Work to complete -> Render as a numbered list the lines below, from the line containing "job: trace the outline of every instance of the cloudy" through the end of the items, both ends included and blank lines omitted.

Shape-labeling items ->
Start
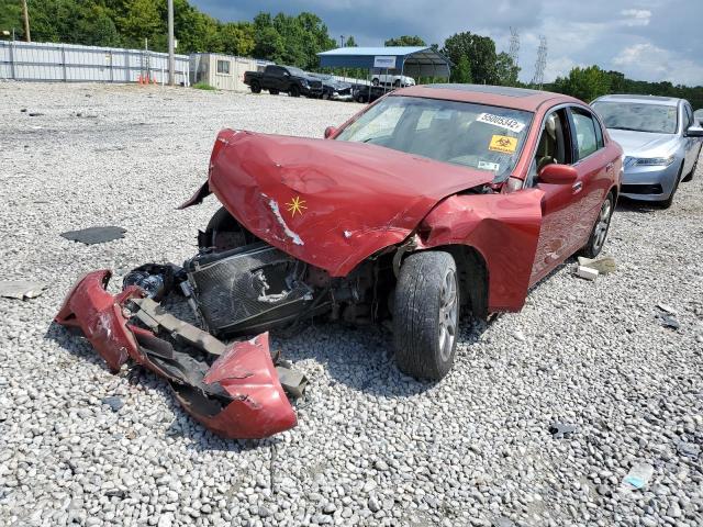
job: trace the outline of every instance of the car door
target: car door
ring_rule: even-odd
[[[699,139],[696,137],[689,137],[687,134],[687,130],[694,125],[693,119],[693,109],[688,102],[683,103],[683,126],[681,128],[681,136],[683,137],[684,148],[685,148],[685,158],[683,160],[683,170],[681,172],[682,177],[688,175],[693,165],[695,164],[695,159],[699,156]]]
[[[579,175],[573,190],[579,199],[571,204],[573,222],[566,257],[589,240],[616,169],[615,159],[609,158],[605,149],[602,124],[590,110],[569,106],[569,124],[574,150],[573,167]]]
[[[529,279],[531,285],[566,258],[570,246],[569,225],[573,221],[571,205],[581,198],[580,191],[574,190],[571,184],[545,183],[539,181],[538,176],[539,170],[548,164],[573,164],[574,153],[567,108],[561,106],[547,112],[540,126],[534,159],[525,180],[525,187],[536,187],[544,192],[542,227]]]

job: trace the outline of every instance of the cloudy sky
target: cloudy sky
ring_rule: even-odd
[[[491,36],[499,51],[520,33],[521,78],[535,69],[539,35],[548,43],[545,80],[596,64],[641,80],[703,85],[703,0],[191,0],[223,20],[259,11],[319,14],[335,38],[382,45],[417,34],[438,43],[460,31]]]

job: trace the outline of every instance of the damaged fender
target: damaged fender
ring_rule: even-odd
[[[145,293],[136,287],[110,294],[105,291],[110,276],[109,270],[101,270],[82,277],[55,321],[79,329],[113,373],[132,359],[165,378],[183,408],[225,438],[258,439],[295,426],[295,413],[271,360],[268,334],[228,346],[211,341],[216,340],[211,336],[203,340],[198,333],[203,332],[190,324],[178,321],[171,326],[175,318],[167,317],[159,304],[143,300]],[[130,323],[135,314],[153,322],[149,329]],[[200,349],[180,351],[159,338],[155,330],[161,323]],[[222,352],[212,366],[199,360],[201,350],[208,348]]]
[[[402,243],[444,198],[491,172],[371,144],[224,130],[203,186],[247,231],[332,277]]]
[[[539,189],[451,195],[422,222],[415,245],[473,247],[488,269],[489,311],[520,311],[539,240],[543,197]]]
End
Response ->
1. job: trace the outline of every instance of the cloudy sky
2. target: cloudy sky
3. ring_rule: even-odd
4. [[[491,36],[499,51],[520,33],[521,78],[535,69],[539,35],[548,43],[545,80],[596,64],[641,80],[703,85],[703,0],[191,0],[223,20],[259,11],[319,14],[335,38],[382,45],[417,34],[438,43],[460,31]]]
5. job: trace the outline of every instance of the damaged fender
6. target: damaged fender
7. ring_rule: even-odd
8. [[[145,293],[136,287],[110,294],[105,291],[110,276],[109,270],[101,270],[82,277],[55,321],[79,329],[113,373],[132,359],[165,378],[183,408],[225,438],[258,439],[295,426],[295,413],[271,360],[268,334],[228,346],[211,341],[216,340],[211,336],[203,340],[198,333],[203,332],[190,324],[178,321],[171,326],[175,318],[167,317],[159,304],[143,300]],[[130,323],[135,314],[153,322],[149,329]],[[200,349],[180,351],[159,338],[155,330],[161,323]],[[222,352],[212,366],[199,360],[201,350],[208,348]]]
9. [[[402,243],[444,198],[491,172],[371,144],[224,130],[203,186],[247,231],[332,277]]]
10. [[[539,189],[451,195],[422,222],[415,245],[473,247],[488,269],[489,311],[520,311],[539,240],[543,197]]]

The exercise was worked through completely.